**TEXT PASSAGE:**
HST 203-06: World History to 1500 A.D.

Schedule: TR 4:00-5:15pm HON 148

Steeve Buckridge, Professor

Prerequisite: WRT 150

This course will be an intensive survey and will examine specific cultures, ideas and values of human civilization from their origins in the ancient world through to the 15th century.   The aim of this course is to comprehend the development of civilizations and to examine how history and culture affects people’s effort to understand, use and survive in their environments, and how these efforts in turn, affect culture. The course incorporates both western and non-western materials, and emphasis will be placed upon the socio-cultural, economic, political and value systems of specific societies. The course format will include lectures, responses to assigned questions and group discussions. Audio-visuals such as films, slides and music will also be incorporated. Due to the vastness of World History and time frame for this course only selected  cultures and civilizations will be discussed.

Winter 2019

ACC 213 16: Principles of Managerial Accounting (Honors Section)

Schedule: TR 8:30-9:45am HON 214

Requirements Fulfilled:  Elective

Chris Harper, Assistant Professor

This course examines the use of accounting information for planning, control and decision-making in business.  Topics include product costing, cost behavior analysis, activity-based costing, budgeting, variance analysis, performance measures in a decentralized organization, pricing, relevant costs for decision-making and careers in accounting.  The course provides students the opportunity to use accounting information to solve relevant business problems. Accounting majors and minors who complete both Accounting 212 honors and Accounting 213 honors will be permitted to waive Accounting 240.

 

BUS 201 09: Legal Environment for Business (Honors Section)

Schedule: T 4:00-5:15pm HON 220   *This is a hybrid course, meaning it will not meet twice a week.*

Requirements Fulfilled: Elective

Star Swift, Professor

Bus 201 is a law class that teaches the students the basics of law. Some of the topics are the constitution, contracts, civil and human rights, criminal law, the new digital workplace and international law.  The class will meet every week as a whole group on Tuesday nights. 

 

STA 215 55: Introductory Applied Statistics (Honors Section)

Schedule: M 10:00-10:50am MAK A1171, W 10:00-10:50am MAK A2111, F 10:00-10:50am MAK A2103  

The Honors section of STA 215: Introductory Applied Statistics will cover the same statistical content as any other section, but it will include an extra component at the instructor’s discretion.  Past offerings have included the historical background behind each statistical technique, or a focus on controversial aspects of statistical methods in use today.

 

HST 203-06: World History to 1500 A.D.

**BRIEF:** Could you reproduce the course listings word for word, from "STA 215 55: Introductory" up to and including "in use today."?

**SOURCE INFORMATION:**
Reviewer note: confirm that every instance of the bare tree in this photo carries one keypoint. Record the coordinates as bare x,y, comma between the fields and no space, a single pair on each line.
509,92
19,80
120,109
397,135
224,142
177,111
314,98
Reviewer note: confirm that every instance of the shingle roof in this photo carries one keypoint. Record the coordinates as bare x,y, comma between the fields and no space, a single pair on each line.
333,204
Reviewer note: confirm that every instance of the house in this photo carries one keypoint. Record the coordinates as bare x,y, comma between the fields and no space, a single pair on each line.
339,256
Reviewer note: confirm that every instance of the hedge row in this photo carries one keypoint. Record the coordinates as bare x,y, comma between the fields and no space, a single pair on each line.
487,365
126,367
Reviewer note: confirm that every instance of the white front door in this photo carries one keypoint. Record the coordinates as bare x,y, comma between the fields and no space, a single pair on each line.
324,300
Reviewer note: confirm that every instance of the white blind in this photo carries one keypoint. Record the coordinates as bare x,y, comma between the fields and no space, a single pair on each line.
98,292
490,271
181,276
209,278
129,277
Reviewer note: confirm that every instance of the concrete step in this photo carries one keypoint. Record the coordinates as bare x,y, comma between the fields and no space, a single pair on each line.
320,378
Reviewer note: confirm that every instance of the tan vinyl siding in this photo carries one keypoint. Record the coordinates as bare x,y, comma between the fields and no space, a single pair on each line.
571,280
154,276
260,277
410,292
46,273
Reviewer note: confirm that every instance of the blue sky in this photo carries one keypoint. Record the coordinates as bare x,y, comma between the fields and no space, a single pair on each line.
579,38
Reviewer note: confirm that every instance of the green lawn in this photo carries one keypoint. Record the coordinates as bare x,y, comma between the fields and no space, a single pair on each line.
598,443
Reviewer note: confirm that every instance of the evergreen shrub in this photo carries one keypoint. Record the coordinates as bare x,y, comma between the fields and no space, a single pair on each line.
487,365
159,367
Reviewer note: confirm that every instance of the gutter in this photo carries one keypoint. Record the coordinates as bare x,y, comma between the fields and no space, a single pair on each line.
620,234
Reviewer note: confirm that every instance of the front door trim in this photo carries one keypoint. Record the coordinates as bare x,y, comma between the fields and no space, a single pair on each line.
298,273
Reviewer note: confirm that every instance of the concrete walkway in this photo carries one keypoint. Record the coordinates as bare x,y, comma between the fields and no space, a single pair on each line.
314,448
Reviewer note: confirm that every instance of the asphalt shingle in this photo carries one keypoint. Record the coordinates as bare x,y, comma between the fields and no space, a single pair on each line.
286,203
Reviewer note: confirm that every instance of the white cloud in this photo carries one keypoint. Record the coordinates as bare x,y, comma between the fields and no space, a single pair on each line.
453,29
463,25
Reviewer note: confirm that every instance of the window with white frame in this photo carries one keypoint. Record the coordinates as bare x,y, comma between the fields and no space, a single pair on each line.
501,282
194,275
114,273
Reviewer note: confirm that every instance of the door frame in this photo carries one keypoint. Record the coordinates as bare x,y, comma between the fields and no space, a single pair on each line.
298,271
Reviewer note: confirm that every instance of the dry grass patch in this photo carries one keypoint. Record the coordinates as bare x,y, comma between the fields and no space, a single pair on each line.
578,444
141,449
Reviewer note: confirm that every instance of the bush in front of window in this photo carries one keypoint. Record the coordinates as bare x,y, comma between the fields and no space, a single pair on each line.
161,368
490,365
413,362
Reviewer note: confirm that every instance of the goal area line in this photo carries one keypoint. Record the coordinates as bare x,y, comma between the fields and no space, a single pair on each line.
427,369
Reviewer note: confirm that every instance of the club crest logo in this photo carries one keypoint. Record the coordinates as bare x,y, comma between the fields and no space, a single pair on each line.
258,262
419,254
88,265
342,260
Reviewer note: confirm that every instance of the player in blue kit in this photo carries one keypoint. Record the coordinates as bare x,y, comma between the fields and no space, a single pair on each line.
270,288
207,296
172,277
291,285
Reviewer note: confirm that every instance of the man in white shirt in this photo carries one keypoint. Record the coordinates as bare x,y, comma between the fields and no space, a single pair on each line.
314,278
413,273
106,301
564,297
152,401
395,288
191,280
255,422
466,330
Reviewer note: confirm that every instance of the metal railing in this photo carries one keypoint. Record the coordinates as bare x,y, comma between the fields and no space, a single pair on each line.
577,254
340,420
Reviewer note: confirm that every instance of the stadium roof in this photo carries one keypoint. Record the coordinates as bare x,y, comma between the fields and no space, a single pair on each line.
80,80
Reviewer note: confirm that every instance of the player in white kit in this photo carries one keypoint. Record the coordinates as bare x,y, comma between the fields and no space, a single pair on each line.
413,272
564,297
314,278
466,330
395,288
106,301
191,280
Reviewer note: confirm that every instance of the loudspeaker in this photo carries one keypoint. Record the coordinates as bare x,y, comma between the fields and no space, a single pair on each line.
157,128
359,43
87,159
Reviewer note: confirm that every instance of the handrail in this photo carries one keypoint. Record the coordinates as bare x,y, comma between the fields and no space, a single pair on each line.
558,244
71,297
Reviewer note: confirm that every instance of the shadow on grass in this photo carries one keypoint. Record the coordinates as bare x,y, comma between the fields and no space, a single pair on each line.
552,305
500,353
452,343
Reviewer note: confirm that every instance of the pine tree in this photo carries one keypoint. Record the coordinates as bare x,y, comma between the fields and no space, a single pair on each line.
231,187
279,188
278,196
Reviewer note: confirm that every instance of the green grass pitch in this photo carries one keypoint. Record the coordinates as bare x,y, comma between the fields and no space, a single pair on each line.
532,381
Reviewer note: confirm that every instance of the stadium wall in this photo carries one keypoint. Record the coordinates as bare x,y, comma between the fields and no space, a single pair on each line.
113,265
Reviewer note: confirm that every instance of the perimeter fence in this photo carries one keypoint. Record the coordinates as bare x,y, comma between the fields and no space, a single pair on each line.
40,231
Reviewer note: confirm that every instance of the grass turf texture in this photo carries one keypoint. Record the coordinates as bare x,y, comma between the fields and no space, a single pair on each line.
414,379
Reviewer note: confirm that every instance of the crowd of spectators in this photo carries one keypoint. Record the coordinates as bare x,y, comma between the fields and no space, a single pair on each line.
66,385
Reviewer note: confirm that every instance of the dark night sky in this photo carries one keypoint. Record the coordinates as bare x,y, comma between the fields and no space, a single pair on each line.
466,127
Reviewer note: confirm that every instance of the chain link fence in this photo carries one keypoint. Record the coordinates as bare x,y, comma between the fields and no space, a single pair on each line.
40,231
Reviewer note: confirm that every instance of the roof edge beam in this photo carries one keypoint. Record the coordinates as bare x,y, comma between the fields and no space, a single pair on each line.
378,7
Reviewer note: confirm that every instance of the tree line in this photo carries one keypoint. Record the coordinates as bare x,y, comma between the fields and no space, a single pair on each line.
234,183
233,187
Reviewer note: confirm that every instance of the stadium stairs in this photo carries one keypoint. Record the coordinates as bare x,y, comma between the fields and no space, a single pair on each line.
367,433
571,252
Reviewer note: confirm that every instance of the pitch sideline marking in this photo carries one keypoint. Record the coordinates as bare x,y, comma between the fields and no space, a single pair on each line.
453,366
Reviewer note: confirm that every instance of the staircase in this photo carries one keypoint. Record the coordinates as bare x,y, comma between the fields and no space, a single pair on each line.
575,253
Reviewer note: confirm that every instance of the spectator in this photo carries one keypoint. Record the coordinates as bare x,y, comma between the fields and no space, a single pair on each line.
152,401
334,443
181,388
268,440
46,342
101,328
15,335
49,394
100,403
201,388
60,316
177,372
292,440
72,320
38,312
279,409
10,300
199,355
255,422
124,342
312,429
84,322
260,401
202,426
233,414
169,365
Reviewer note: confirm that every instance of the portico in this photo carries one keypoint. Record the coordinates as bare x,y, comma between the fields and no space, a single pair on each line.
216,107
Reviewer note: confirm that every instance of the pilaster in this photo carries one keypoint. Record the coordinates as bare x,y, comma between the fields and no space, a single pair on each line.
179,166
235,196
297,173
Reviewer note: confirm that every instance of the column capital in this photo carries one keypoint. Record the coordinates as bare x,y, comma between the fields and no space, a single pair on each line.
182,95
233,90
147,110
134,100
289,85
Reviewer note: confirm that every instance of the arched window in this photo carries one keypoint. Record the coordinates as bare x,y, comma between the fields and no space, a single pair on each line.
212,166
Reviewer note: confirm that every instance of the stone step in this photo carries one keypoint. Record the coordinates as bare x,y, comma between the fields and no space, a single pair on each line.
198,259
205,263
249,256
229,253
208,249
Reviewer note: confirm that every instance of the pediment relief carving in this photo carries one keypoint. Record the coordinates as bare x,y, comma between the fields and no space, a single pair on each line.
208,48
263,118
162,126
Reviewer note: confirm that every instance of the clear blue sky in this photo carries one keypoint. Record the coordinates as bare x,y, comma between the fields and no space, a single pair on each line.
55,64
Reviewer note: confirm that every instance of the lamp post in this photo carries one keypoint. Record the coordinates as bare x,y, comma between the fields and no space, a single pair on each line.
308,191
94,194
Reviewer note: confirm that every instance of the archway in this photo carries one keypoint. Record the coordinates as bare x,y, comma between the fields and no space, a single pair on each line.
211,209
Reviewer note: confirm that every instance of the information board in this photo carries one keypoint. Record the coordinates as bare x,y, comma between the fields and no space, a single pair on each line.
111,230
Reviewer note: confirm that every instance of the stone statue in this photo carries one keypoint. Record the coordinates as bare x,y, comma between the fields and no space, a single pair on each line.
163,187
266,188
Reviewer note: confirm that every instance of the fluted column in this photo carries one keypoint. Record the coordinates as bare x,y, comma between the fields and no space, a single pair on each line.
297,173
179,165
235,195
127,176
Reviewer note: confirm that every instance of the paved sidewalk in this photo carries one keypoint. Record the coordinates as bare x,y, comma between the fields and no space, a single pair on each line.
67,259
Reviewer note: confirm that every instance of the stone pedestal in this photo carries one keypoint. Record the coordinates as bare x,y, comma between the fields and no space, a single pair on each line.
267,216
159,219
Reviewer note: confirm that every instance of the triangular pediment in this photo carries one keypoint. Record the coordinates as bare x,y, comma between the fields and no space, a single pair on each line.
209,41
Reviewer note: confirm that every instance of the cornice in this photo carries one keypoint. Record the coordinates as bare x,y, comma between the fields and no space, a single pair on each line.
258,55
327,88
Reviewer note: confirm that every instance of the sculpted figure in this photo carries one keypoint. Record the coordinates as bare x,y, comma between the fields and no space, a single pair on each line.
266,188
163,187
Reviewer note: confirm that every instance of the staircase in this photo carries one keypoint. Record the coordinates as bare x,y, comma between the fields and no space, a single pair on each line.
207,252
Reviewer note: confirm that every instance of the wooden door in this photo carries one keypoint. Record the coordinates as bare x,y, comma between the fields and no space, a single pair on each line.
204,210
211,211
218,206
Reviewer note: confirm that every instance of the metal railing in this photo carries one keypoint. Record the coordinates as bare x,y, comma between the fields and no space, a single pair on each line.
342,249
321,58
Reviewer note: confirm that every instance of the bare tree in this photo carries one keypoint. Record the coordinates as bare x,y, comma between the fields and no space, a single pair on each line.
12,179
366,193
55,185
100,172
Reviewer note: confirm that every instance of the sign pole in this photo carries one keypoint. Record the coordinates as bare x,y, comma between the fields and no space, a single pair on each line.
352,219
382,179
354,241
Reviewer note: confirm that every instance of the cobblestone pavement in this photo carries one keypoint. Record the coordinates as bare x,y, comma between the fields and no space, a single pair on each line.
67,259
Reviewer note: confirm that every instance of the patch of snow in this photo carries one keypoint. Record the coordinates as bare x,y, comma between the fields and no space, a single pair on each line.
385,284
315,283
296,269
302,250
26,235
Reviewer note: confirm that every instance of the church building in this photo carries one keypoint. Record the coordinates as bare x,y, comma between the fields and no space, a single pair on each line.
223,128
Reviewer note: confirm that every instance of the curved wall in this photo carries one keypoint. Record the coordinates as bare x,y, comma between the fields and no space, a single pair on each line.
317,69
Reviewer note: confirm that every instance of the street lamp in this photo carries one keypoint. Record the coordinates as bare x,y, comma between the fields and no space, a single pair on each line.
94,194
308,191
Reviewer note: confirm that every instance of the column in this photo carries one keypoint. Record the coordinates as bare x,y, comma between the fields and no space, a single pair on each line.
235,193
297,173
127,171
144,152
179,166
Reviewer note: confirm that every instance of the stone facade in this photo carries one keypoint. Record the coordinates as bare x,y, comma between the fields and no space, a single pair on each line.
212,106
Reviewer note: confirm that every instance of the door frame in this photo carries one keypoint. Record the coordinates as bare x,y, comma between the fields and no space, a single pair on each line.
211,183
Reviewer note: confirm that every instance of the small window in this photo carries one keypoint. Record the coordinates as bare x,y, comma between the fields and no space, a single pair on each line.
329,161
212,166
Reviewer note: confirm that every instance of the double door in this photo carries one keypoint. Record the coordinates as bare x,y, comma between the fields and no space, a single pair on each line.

**EXERCISE SOLUTION:**
STA 215 55: Introductory Applied Statistics (Honors Section)

Schedule: M 10:00-10:50am MAK A1171, W 10:00-10:50am MAK A2111, F 10:00-10:50am MAK A2103  

The Honors section of STA 215: Introductory Applied Statistics will cover the same statistical content as any other section, but it will include an extra component at the instructor’s discretion.  Past offerings have included the historical background behind each statistical technique, or a focus on controversial aspects of statistical methods in use today.